Stored items from a collection:
###
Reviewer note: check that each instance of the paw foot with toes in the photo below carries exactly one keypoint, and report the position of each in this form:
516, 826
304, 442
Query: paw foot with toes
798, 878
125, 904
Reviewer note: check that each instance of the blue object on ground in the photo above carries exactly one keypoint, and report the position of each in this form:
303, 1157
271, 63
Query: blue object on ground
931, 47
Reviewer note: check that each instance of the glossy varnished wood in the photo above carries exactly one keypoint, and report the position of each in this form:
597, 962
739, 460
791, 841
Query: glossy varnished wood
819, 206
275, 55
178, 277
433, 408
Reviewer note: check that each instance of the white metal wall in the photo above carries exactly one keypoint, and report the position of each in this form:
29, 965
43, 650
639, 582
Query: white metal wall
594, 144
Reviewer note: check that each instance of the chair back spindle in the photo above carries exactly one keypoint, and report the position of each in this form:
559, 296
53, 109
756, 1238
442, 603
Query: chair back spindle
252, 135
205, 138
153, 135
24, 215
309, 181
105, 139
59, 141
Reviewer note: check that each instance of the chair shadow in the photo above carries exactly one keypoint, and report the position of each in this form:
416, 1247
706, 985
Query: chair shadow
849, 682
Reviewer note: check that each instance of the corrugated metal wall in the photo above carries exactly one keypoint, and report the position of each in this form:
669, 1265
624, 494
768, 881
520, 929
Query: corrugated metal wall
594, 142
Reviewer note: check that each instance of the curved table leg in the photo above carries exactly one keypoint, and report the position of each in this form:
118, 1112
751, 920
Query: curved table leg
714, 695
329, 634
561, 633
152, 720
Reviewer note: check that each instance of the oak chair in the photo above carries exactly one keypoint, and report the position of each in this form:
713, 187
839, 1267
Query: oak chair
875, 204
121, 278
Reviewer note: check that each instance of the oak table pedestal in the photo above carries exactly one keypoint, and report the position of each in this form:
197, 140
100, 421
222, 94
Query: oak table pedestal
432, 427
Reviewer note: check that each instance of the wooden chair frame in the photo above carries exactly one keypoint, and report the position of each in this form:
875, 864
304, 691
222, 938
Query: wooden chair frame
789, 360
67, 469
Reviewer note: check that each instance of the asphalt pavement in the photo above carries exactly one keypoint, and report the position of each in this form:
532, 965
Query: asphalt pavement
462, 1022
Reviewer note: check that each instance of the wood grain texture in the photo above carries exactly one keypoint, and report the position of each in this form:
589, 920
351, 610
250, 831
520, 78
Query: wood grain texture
###
▶ TRY IT: Among the lines above, count those containing "texture" and give only that count.

▶ SOLUTION TO THIS EXERCISE: 2